**Text segment:**
[Start of Attachment]
Making a “Play Day” a Teaching Experience

Students from RTM 305 enjoy Play Day. Photos courtesy of Delfina Newton.

CSUN students enrolled in RTM 305 practice what they learned in class during last year's Play Day, part of the course curriculum. Photo courtesy of Delfina Newton.

What do you think of when someone says they want to play? Do you envision frolicking in a park, picking up a video game controller, or enjoying a pick-up game of basketball? In California State University, Northridge professor Delfina Newton’s Recreation and Tourism Management 305 class, “Dynamics of Early Childhood Play,” it’s all that and more.

Since 1998, professor Newton has been showing her students how children can take “play” to another level, both physically and mentally. For her, there’s no better place to show how that’s done than the course’s annual Play Day.

The yearly event takes her students out into the community to practice what they learned in RTM 305 and interact with real kids. CSUN students from all disciplines, ranging from psychology to education, sign up to take this popular class if they’re looking to work with children in the future. Armed with phrases like “active involvement” and  “intrinsic motivation,” Newton has prepared her students with techniques to bring a child’s attention and focus to creating a world out of play, whether it’s through physical movement or reading a Dr. Seuss book. For her, both actions ultimately support the same goal.

Students enjoy Play Day. Photos courtesy of Delfina Newton.

Play Day participants enjoy last year’s event. Photo courtesy of Delfina Newton.

“Play Day came about with trying to bring play back into the curriculum,” Newton said, “showing that there are great benefits when we incorporate play concepts into our children’s schooling.” For her, the idea of play has been a casualty in the war on school budgeting. Cutbacks on after school programs — where children were able to run around and get extra help reading — are an example of how a once-fertile ground for imagination is now almost gone. It’s her job to teach future teachers and child experts how to fill in the gaps.

This year, their fertile testing ground is a local child guidance clinic called the Northpoint School. On Dec. 7, Newton and her class will develop experimental, hands-on techniques that will introduce the children to a world of play and the participating CSUN students to a world where their theory becomes practice.
[End of Attachment]
**What you will do:**
(1) From the article about Play Day, reproduce the passage between "Students from RTM" and "curriculum. Photo courtesy of Delfina Newton.", inclusive.
(2) Answer these questions using the article about Play Day:
(a) What is the title of the RTM 305 class?
(b) Since what year has Newton been showing her students how children can take play to another level?
(c) What is the name of the child guidance clinic that serves as this year's testing ground?

**Extracted records:**
[Start of Attachment]
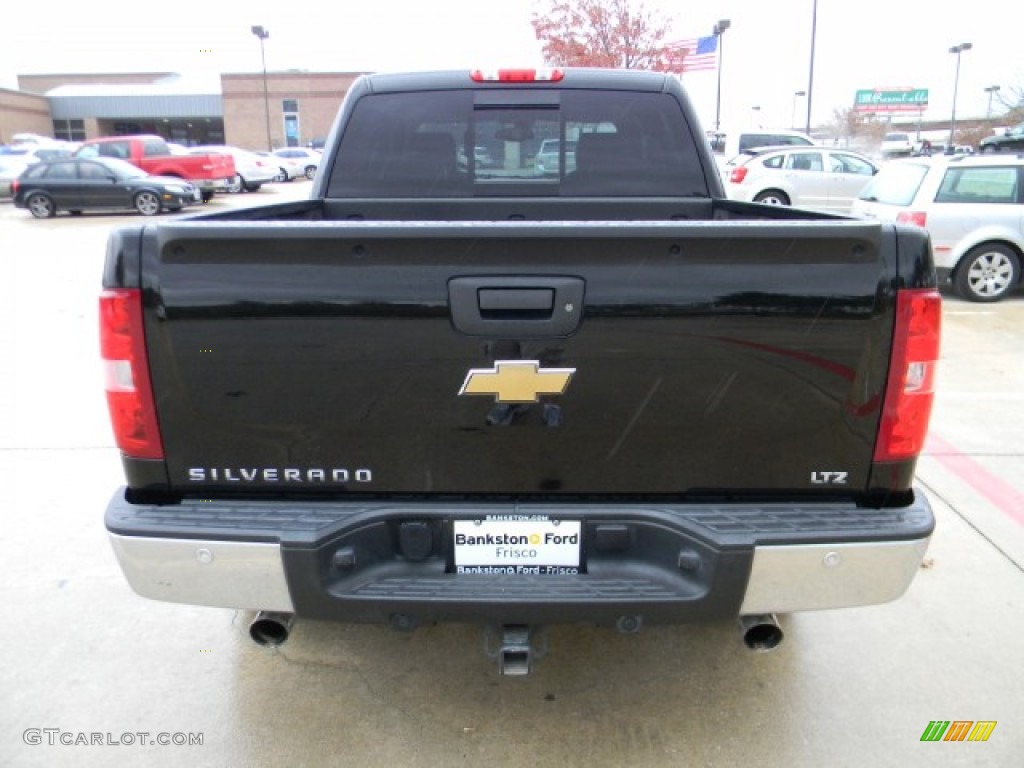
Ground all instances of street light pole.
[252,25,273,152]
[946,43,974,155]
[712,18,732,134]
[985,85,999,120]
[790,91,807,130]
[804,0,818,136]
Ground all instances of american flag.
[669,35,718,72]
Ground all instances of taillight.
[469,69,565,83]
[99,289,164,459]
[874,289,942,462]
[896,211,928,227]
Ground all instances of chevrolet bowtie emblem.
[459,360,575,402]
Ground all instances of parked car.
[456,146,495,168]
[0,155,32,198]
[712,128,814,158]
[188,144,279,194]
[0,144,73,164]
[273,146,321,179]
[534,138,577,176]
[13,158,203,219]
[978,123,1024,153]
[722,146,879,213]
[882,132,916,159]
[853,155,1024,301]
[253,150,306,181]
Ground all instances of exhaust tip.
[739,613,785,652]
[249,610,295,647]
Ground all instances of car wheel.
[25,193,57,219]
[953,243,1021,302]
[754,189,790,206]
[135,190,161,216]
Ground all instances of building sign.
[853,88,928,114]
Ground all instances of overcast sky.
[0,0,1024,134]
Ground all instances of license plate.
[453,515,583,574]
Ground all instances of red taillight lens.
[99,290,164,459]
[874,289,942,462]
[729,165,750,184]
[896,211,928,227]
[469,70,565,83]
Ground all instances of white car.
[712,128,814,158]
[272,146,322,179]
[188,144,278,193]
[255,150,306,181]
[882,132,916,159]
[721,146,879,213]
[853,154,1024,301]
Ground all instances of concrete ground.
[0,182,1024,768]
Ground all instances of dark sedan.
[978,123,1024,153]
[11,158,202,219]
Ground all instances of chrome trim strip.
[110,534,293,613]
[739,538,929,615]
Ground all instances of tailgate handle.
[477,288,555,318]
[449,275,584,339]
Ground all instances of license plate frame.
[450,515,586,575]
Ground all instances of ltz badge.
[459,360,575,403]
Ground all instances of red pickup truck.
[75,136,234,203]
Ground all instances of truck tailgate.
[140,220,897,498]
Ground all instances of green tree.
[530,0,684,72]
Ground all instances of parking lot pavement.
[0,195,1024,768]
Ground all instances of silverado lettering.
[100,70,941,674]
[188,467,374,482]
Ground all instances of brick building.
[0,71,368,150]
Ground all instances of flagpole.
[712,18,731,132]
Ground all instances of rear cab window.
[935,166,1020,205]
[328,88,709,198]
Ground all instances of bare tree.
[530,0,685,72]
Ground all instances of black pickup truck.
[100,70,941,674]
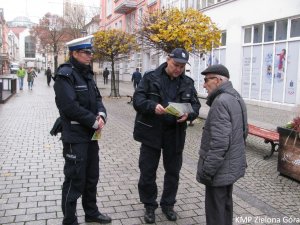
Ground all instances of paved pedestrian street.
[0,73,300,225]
[End of Attachment]
**Answers by item:**
(1)
Students from RTM 305 enjoy Play Day. Photos courtesy of Delfina Newton.

CSUN students enrolled in RTM 305 practice what they learned in class during last year's Play Day, part of the course curriculum. Photo courtesy of Delfina Newton.

(2)
(a) "Dynamics of Early Childhood Play"
(b) 1998
(c) The Northpoint School